**WHAT IS EXPECTED**
Write out the listing below from the line containing "In this exercise you will mark the shoe laces" to its last line, unaltered, ends included.

**PROVIDED MATERIAL**
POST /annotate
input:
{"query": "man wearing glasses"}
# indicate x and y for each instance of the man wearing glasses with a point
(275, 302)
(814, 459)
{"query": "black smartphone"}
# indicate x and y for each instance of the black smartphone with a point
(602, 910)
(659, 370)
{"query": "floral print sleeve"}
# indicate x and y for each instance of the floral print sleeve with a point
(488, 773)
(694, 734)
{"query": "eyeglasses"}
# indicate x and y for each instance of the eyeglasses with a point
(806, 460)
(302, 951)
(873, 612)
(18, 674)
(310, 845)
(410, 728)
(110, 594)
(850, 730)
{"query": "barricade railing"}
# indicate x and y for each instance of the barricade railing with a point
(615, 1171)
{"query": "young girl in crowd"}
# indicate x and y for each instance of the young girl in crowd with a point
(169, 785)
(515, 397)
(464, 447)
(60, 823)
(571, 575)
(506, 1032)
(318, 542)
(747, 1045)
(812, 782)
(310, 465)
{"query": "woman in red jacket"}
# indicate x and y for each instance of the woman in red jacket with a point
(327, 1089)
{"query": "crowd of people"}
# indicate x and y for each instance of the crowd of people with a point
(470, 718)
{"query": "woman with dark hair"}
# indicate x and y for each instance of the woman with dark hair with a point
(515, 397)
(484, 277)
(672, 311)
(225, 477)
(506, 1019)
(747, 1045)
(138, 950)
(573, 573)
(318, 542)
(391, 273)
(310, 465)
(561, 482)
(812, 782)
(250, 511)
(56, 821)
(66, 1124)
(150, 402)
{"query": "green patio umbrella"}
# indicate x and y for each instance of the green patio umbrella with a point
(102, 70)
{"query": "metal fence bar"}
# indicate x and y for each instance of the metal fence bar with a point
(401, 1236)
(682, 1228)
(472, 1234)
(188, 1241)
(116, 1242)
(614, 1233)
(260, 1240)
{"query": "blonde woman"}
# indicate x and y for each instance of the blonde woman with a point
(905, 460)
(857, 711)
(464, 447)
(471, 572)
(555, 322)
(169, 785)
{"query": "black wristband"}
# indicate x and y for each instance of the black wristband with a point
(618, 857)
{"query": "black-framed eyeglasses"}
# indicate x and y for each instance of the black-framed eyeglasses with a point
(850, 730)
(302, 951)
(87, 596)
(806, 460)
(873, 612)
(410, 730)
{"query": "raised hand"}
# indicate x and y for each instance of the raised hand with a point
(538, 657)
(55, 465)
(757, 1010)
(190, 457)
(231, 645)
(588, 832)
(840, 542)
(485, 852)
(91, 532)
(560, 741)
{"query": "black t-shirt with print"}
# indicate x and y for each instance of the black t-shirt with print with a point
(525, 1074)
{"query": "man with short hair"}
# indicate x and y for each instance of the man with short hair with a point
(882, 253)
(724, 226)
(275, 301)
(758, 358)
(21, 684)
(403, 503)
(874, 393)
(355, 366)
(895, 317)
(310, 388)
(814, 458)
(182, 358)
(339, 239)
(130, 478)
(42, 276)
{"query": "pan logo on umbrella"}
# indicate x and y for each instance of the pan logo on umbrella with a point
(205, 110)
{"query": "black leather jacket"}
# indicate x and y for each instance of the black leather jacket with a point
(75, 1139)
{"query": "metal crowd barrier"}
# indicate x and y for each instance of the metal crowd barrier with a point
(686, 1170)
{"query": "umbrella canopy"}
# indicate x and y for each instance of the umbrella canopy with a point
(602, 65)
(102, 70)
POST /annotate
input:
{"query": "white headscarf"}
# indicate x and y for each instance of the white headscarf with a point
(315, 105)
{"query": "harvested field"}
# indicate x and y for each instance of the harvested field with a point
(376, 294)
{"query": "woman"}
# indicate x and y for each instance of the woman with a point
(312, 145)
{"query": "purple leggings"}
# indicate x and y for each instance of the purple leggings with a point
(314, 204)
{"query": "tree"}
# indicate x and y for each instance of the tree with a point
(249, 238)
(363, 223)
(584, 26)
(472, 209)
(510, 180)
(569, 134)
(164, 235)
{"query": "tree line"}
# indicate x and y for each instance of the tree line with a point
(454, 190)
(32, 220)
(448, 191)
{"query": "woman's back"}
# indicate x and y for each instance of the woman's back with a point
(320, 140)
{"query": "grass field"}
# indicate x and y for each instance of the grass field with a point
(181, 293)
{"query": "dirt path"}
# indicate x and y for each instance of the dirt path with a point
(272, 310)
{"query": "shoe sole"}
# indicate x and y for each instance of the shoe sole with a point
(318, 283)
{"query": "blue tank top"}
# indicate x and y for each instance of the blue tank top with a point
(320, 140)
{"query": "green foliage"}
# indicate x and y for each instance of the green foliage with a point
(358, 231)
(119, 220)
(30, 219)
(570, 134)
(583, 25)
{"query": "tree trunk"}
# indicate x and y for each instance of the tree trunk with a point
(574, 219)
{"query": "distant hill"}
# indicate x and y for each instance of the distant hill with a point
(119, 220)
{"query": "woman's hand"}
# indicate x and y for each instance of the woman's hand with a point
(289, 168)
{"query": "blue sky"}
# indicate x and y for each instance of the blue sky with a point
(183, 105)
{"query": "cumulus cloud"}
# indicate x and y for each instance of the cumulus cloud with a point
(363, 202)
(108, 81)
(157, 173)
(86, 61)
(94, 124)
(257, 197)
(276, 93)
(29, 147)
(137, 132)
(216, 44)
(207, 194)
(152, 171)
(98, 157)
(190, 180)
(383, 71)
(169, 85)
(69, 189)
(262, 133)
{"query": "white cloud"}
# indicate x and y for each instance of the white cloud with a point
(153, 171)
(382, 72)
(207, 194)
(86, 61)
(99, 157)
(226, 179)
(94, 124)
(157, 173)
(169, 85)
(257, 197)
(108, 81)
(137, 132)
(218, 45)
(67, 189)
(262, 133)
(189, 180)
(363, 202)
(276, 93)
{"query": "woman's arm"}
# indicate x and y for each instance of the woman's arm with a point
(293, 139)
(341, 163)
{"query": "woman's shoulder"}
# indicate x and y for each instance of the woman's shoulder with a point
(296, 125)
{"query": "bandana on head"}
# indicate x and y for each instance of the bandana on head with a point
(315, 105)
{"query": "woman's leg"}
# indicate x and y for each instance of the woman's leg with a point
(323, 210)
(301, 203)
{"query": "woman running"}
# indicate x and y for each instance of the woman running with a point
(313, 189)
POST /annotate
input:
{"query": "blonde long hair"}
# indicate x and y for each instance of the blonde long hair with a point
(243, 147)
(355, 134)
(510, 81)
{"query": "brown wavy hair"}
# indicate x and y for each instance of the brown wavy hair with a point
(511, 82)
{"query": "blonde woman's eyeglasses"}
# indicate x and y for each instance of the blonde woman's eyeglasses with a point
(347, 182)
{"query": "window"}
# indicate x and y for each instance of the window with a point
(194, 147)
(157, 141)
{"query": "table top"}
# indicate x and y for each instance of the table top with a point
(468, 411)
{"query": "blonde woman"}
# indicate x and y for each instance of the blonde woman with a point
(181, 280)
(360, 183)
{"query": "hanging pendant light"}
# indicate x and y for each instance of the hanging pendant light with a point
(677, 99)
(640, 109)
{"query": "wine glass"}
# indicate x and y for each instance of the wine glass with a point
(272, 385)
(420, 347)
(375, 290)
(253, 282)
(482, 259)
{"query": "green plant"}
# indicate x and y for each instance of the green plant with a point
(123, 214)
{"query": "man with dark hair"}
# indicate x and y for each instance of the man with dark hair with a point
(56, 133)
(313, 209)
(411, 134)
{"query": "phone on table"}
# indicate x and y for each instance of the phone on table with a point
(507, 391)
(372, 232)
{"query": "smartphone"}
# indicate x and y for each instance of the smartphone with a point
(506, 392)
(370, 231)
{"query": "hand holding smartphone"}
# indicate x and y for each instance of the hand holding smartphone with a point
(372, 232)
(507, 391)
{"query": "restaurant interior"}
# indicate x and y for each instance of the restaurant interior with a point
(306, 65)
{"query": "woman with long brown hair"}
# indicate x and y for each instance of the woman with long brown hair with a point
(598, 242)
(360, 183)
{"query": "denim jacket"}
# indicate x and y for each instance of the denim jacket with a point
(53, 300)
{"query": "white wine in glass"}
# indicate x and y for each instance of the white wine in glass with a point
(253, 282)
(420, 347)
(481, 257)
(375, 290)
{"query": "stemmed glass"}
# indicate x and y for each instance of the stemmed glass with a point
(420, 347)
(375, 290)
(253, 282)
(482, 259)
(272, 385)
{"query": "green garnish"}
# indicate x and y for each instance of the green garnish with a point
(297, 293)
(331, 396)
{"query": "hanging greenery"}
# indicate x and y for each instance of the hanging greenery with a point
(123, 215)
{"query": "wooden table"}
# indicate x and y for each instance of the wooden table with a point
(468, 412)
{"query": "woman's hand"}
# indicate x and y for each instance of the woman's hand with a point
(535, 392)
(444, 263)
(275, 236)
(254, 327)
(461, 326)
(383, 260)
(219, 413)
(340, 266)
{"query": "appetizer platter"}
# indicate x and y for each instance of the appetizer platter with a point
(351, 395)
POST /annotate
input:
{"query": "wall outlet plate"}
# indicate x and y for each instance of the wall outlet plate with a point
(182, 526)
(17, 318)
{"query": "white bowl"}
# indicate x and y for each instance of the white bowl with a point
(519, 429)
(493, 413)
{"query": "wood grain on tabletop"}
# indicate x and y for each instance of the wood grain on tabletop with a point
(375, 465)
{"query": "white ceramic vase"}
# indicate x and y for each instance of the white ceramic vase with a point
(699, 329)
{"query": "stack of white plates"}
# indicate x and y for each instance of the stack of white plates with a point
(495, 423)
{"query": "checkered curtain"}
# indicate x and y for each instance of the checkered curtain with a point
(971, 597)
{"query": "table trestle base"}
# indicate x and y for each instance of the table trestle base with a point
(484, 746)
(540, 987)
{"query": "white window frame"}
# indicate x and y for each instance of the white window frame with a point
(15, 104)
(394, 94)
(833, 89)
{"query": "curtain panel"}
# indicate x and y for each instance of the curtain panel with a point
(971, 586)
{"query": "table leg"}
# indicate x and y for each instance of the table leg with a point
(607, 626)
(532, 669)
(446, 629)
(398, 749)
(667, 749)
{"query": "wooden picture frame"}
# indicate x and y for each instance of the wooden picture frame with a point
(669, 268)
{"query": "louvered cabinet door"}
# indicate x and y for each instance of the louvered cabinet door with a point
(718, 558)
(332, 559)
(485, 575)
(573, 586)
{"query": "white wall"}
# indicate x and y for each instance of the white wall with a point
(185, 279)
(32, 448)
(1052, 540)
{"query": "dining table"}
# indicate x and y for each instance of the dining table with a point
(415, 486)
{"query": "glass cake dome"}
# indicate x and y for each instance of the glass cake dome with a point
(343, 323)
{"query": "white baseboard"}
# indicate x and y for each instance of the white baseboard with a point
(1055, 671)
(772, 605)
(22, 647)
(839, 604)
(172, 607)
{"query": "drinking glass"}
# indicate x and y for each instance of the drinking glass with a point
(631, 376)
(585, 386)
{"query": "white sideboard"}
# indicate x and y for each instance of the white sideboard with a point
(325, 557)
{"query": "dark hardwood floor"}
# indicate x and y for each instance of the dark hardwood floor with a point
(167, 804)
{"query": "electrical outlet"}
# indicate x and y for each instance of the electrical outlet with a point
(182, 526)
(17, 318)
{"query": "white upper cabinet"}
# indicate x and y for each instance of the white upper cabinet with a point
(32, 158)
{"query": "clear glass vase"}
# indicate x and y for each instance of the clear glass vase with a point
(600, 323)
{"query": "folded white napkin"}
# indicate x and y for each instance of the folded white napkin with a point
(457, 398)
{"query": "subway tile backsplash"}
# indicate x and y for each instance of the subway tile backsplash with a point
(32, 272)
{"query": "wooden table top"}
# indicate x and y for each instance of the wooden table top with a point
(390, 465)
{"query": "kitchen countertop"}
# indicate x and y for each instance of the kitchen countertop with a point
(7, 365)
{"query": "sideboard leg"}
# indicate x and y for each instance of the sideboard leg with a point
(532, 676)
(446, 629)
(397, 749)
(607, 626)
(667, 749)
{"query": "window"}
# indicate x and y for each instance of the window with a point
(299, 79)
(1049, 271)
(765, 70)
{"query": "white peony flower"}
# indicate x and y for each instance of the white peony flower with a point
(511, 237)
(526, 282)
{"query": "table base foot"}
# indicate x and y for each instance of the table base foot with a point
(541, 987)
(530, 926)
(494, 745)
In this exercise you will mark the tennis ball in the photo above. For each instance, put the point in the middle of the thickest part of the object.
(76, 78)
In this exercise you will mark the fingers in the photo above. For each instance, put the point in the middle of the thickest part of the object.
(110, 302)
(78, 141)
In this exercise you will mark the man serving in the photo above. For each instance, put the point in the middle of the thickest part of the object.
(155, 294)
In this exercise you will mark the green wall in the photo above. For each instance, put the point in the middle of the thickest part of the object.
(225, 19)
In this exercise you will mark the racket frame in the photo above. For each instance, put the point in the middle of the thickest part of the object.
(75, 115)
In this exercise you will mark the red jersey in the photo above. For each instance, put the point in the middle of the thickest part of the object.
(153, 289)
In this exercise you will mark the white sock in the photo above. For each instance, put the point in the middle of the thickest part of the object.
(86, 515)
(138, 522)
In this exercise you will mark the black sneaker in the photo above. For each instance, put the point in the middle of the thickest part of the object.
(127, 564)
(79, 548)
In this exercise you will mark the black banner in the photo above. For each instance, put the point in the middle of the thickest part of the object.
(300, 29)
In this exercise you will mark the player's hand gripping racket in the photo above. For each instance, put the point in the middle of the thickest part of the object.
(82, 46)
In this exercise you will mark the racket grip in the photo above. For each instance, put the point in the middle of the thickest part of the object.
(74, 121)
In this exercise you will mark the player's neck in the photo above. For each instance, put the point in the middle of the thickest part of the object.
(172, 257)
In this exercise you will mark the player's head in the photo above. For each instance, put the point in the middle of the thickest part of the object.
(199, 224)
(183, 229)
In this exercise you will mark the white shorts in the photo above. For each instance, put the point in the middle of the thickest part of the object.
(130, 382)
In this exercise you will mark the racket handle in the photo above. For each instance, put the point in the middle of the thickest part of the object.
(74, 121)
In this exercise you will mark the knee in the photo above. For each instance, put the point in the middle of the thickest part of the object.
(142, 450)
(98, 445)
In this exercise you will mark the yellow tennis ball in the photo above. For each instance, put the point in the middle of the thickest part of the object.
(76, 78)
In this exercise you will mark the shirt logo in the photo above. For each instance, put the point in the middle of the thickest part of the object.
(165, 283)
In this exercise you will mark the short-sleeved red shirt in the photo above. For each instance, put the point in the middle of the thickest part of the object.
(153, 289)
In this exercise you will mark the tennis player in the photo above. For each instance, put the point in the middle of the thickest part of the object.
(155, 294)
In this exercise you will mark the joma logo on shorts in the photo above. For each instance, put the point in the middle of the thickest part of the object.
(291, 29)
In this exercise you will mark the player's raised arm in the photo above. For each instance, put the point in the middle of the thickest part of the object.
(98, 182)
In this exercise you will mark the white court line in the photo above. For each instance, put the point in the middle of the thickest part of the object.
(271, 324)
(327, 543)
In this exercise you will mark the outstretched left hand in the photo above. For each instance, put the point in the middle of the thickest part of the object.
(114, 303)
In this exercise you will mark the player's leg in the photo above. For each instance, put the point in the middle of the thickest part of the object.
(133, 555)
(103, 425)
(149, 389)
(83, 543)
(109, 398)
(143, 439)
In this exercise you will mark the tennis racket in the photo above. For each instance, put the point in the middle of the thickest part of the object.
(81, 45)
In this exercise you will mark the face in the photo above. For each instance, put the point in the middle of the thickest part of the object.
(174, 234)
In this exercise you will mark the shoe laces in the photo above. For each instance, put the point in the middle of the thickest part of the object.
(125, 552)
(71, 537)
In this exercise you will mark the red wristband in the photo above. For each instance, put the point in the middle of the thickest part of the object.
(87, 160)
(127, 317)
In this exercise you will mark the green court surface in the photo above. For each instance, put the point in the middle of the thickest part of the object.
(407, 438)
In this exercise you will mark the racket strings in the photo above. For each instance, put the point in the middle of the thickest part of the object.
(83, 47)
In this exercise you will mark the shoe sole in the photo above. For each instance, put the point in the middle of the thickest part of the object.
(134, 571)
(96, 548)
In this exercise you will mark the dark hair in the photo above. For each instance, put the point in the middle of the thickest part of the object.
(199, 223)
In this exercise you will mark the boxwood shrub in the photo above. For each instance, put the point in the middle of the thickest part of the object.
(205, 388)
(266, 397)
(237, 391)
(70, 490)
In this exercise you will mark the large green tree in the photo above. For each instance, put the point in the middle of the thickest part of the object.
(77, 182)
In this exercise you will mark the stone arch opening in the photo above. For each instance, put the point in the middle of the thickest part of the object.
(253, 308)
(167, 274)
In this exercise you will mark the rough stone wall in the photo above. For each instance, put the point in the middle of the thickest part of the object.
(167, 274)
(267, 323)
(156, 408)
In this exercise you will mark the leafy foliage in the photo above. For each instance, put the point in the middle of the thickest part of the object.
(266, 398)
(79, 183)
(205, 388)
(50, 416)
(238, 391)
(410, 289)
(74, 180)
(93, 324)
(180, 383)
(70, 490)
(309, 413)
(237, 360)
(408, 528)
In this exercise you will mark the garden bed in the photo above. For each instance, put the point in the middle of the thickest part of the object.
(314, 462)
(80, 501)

**SOLVED PROBLEM**
In this exercise you will mark the shoe laces in the photo above. For each instance, put the point in the middle of the thickest part of the object.
(125, 552)
(71, 537)
In this exercise you will mark the red wristband in the photo above. For each instance, put the point in the middle of the thickest part of the object.
(87, 160)
(127, 317)
In this exercise you will mark the green court surface in the photo above. For each instance, put the point in the middle of the thickest part of the object.
(407, 438)
In this exercise you will mark the racket strings in the photo above. For each instance, put the point in the middle of the thickest part of the object.
(83, 47)
In this exercise you will mark the shoe sole in the photo above. For each instance, put the point in the middle of the thickest part of the object.
(134, 571)
(96, 548)
In this exercise you will mark the dark hair in the photo above. For each instance, put the point in the middle of the thickest part of the object.
(199, 223)
In this exercise you will mark the boxwood shrub in the photo above. For each instance, put the point in the middle of the thickest part of the object.
(205, 388)
(266, 397)
(237, 391)
(70, 490)
In this exercise you will mark the large green tree in the photo above. For each instance, put the point in the middle of the thickest part of the object.
(77, 182)
In this exercise you will mark the stone arch opening in the photo above. For each instance, put the point in the middle of the thickest part of the object.
(253, 308)
(167, 274)
In this exercise you will mark the rough stone wall in the photo above. For each instance, put the point in the middle of the thickest part of the object.
(167, 274)
(267, 323)
(156, 408)
In this exercise you will mark the leafy foliage in the photo above. For each instance, put the point in the middle of the thickest part of the object.
(266, 398)
(79, 183)
(205, 388)
(50, 416)
(238, 391)
(410, 289)
(74, 180)
(93, 324)
(180, 383)
(70, 490)
(309, 413)
(237, 360)
(408, 528)
In this exercise you will mark the garden bed in the photo above. For each instance, put the point in the middle of the thickest part of the object.
(314, 462)
(80, 501)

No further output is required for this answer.